Theorem 2 (First Derivative Test). Suppose $f'(c) = 0$ . For small $\delta > 0$ , define $c^- := c - \delta$ and $c^+ := c + \delta$ . Suppose $f'(c^-) \neq 0$ and $f'(c^+) \neq 0$ . Then $P(c, f(c))$ is a:
- local minimum if $f'(c^-) < 0$ and $f'(c^+) > 0$ ,
- local maximum if $f'(c^-) > 0$ and $f'(c^+) < 0$ ,
- stationary point of inflection if $f'(c^-) f'(c^+) > 0$ .
Proof. The diagram above illustrates all three scenarios. For details, see this post.

Example 3. Determine the nature of the turning points calculated in Example 1.
------------------------------------------------------------------------
_Task instructions_
In the part of the first derivative test text that opens with the words containing "Proof. The diagram" and closes with "in Example 1.", replace "diagram" with "figure" and write out that part.

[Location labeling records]
------------------------------------------------------------------------
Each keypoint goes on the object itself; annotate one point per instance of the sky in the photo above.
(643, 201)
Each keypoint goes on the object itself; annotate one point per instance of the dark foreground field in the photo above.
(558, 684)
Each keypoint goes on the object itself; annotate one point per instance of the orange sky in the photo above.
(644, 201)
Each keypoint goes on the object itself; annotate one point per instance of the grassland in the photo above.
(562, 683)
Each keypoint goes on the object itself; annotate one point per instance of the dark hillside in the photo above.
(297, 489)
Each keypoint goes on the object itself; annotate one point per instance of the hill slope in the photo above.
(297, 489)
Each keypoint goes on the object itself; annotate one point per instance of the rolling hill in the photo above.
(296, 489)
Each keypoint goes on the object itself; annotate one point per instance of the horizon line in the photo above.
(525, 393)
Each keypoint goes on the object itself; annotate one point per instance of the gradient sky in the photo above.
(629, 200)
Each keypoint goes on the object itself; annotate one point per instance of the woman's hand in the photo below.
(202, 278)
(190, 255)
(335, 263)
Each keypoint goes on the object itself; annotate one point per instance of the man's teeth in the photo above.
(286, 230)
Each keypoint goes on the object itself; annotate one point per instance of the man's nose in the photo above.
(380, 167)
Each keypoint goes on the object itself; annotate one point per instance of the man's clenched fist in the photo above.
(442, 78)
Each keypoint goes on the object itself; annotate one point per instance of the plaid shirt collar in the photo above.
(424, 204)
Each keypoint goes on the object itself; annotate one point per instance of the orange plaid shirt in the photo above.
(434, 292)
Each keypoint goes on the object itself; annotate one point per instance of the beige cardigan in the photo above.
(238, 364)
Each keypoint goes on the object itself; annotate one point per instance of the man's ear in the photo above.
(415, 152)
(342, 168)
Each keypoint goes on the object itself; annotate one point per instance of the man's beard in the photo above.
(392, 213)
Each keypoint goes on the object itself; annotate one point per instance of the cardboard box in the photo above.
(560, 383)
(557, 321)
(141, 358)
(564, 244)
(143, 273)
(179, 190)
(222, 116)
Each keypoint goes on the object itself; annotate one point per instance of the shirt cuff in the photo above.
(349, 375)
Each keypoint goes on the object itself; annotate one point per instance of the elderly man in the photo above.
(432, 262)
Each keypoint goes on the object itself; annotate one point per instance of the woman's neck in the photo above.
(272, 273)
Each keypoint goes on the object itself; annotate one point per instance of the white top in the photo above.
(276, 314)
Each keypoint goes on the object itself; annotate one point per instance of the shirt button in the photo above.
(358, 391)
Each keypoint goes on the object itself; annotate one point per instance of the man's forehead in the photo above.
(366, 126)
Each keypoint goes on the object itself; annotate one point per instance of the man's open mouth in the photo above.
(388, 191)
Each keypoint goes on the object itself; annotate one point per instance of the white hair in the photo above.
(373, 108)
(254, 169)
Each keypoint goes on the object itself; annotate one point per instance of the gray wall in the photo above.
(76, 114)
------------------------------------------------------------------------
_Answer_
Proof. The figure above illustrates all three scenarios. For details, see this post.

Example 3. Determine the nature of the turning points calculated in Example 1.